Extracted data entries

------------------------

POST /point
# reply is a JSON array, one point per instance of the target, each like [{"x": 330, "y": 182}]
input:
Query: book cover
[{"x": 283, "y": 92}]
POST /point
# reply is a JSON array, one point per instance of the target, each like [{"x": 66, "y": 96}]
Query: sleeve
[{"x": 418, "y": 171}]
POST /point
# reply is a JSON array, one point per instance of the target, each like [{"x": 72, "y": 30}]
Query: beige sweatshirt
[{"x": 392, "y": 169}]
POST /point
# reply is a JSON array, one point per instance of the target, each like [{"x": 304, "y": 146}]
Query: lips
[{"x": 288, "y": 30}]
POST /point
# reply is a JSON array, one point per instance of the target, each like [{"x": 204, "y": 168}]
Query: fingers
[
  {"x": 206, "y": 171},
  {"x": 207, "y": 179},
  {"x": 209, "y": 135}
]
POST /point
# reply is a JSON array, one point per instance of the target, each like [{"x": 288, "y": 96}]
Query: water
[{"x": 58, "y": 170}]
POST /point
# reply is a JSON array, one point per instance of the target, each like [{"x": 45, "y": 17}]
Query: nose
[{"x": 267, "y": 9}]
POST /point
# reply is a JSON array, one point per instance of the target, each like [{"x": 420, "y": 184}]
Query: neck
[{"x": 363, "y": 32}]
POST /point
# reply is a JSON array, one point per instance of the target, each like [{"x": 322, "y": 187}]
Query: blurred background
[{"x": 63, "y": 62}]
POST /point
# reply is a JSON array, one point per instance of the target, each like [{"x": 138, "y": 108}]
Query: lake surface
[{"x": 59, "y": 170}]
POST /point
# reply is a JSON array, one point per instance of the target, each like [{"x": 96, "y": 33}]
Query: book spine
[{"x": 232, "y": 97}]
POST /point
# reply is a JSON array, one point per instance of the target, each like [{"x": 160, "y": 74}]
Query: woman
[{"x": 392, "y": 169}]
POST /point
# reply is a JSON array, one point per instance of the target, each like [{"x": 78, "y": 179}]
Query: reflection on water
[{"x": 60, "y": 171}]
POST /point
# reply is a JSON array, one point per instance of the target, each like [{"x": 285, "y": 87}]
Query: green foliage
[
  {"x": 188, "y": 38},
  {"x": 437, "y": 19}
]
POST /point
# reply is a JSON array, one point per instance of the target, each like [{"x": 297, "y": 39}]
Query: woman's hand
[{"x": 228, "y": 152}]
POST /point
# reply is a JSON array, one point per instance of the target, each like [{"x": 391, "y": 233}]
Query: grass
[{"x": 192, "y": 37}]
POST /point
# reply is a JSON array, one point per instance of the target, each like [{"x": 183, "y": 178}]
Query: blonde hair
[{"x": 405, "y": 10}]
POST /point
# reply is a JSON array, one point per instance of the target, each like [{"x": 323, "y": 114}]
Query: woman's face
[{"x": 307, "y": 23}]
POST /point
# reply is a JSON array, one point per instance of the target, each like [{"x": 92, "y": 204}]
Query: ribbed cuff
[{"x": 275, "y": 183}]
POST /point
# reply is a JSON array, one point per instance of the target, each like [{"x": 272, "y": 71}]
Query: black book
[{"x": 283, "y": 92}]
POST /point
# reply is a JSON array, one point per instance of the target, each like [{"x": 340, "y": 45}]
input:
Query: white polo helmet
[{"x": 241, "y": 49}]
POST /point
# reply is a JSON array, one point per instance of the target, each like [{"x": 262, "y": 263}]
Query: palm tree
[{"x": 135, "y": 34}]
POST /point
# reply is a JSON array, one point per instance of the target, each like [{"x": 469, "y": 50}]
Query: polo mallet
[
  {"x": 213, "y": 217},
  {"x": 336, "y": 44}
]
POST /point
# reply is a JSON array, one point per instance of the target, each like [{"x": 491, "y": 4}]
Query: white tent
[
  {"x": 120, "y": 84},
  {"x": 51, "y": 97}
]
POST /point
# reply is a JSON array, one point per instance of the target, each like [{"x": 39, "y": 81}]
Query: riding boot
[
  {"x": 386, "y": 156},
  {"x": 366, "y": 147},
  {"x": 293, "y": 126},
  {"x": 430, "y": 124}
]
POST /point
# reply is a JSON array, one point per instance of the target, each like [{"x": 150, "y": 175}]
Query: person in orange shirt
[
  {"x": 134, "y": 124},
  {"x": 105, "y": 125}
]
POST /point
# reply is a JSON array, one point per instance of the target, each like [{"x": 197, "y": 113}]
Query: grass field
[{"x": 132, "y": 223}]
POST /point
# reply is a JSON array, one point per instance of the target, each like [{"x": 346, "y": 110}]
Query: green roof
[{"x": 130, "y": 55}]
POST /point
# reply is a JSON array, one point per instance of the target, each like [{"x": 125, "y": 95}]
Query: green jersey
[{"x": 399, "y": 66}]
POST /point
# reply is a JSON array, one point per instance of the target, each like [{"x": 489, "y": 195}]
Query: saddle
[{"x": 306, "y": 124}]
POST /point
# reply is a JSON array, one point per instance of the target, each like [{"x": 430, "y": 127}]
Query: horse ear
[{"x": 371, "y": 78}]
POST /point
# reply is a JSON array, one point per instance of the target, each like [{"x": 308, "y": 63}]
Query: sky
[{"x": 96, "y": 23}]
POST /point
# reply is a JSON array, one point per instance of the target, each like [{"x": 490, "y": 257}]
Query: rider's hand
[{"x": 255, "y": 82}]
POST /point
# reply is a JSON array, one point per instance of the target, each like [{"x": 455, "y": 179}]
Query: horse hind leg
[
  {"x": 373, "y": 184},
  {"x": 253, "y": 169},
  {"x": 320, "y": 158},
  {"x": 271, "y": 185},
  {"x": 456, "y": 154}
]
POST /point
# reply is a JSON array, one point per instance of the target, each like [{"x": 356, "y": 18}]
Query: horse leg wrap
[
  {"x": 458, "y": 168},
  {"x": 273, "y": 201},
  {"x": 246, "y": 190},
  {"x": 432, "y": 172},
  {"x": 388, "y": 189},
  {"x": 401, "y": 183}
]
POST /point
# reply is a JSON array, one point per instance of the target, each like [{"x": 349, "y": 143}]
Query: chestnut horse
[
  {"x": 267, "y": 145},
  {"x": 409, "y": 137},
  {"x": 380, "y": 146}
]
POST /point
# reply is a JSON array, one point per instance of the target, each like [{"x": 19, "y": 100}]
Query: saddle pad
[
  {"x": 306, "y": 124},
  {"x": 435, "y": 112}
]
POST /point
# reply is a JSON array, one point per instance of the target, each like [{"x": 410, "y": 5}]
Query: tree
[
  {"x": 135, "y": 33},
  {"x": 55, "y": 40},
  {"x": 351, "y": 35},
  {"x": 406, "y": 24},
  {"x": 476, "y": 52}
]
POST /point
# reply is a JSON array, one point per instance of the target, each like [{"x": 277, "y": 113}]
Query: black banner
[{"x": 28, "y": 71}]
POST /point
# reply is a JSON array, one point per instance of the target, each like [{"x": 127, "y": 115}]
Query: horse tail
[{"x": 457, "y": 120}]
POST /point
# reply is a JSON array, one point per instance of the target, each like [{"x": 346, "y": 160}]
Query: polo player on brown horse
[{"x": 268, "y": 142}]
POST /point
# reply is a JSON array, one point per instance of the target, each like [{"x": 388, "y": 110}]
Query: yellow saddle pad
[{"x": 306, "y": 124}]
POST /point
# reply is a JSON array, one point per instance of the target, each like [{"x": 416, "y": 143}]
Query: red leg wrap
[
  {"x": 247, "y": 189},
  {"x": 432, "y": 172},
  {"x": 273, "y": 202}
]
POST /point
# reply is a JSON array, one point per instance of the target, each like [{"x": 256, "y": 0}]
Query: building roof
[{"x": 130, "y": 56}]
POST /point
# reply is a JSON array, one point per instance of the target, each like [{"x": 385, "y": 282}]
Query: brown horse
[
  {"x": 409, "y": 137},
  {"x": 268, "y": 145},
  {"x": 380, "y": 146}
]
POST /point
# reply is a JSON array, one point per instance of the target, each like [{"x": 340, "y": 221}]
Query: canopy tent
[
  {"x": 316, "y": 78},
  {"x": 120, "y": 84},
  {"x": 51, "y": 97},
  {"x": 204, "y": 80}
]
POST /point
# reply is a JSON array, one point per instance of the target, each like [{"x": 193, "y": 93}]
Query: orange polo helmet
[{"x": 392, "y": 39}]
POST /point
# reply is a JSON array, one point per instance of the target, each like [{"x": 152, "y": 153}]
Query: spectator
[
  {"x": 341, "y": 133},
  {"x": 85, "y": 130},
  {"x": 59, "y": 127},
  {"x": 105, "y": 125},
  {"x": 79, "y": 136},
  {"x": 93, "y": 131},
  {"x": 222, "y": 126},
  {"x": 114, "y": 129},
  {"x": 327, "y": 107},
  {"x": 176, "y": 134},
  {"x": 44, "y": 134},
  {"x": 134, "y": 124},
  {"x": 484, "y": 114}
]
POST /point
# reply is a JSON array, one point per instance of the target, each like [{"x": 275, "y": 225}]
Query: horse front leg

------------------------

TASK OBJECTIVE:
Gather every line of the rows above that contains the word "woman", matching case exactly.

CORRECT ANSWER:
Query: woman
Query: woman's hand
Query: woman's face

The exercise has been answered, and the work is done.